Instructions for the task: The listing below should be copied in full, word for word.

.....

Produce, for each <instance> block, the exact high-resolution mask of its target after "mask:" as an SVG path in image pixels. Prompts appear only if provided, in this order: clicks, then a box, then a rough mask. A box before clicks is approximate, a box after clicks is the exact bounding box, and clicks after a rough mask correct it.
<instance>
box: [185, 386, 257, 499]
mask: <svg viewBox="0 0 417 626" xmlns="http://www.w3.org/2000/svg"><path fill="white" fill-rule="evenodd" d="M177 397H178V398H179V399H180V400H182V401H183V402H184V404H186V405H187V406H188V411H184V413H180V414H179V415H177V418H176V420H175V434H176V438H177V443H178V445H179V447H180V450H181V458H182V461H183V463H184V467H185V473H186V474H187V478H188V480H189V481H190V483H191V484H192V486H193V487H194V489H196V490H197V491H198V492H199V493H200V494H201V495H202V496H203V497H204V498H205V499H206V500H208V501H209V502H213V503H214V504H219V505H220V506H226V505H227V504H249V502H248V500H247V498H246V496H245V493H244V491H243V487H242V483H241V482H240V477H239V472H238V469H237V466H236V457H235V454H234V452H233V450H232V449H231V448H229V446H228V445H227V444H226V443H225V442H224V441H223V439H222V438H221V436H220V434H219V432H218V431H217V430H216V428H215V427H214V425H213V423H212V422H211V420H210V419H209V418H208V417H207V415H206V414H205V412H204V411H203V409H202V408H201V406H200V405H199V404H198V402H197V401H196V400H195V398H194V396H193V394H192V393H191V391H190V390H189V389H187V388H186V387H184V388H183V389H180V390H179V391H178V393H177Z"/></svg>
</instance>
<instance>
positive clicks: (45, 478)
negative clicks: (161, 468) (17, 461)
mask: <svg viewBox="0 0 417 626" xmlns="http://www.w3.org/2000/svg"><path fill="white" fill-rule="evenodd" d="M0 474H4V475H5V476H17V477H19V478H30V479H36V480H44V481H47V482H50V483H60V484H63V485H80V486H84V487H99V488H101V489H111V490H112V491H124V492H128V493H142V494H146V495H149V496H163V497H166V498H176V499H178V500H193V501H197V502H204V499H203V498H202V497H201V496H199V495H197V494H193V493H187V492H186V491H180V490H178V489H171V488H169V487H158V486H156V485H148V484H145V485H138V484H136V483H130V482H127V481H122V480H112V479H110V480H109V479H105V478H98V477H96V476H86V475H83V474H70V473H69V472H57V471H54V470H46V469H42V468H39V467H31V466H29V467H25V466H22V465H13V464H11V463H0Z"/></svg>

.....

Exercise solution:
Produce, for each <instance> block, the exact high-resolution mask of its target after "mask:" as an SVG path in image pixels. Prompts appear only if provided, in this order: clicks, then a box, then a rough mask. A box before clicks is approximate, a box after clicks is the exact bounding box, and clicks after a rough mask correct it.
<instance>
box: [185, 386, 257, 499]
mask: <svg viewBox="0 0 417 626" xmlns="http://www.w3.org/2000/svg"><path fill="white" fill-rule="evenodd" d="M177 397H178V398H179V399H180V400H182V401H183V402H184V404H186V405H187V406H188V411H184V413H180V414H179V415H177V418H176V420H175V434H176V438H177V443H178V445H179V447H180V450H181V458H182V461H183V463H184V467H185V473H186V474H187V478H188V480H189V481H190V483H191V484H192V486H193V487H194V489H196V490H197V491H198V492H199V493H200V494H201V495H202V496H203V497H204V498H205V499H206V500H208V501H209V502H213V503H214V504H219V505H220V506H226V505H227V504H249V502H248V500H247V498H246V496H245V493H244V491H243V487H242V483H241V482H240V477H239V472H238V469H237V466H236V457H235V454H234V452H233V450H232V449H231V448H229V446H228V445H227V444H226V443H225V442H224V441H223V439H222V438H221V436H220V434H219V432H218V431H217V430H216V428H215V427H214V425H213V423H212V422H211V420H210V419H209V418H208V417H207V415H206V414H205V412H204V411H203V409H202V408H201V406H200V405H199V404H198V402H197V401H196V400H195V398H194V396H193V394H192V393H191V391H190V390H189V389H187V388H186V387H184V388H183V389H180V390H179V391H178V393H177Z"/></svg>
</instance>
<instance>
positive clicks: (45, 478)
negative clicks: (161, 468) (17, 461)
mask: <svg viewBox="0 0 417 626" xmlns="http://www.w3.org/2000/svg"><path fill="white" fill-rule="evenodd" d="M0 474H4V475H5V476H17V477H19V478H30V479H36V480H44V481H47V482H50V483H60V484H63V485H80V486H84V487H99V488H101V489H111V490H112V491H124V492H128V493H142V494H146V495H149V496H163V497H166V498H176V499H178V500H193V501H197V502H204V499H203V498H202V497H201V496H199V495H197V494H193V493H187V492H186V491H180V490H178V489H171V488H169V487H158V486H156V485H148V484H145V485H138V484H136V483H130V482H127V481H122V480H112V479H110V480H109V479H105V478H98V477H96V476H86V475H83V474H70V473H69V472H57V471H54V470H46V469H42V468H39V467H31V466H29V467H25V466H22V465H13V464H11V463H0Z"/></svg>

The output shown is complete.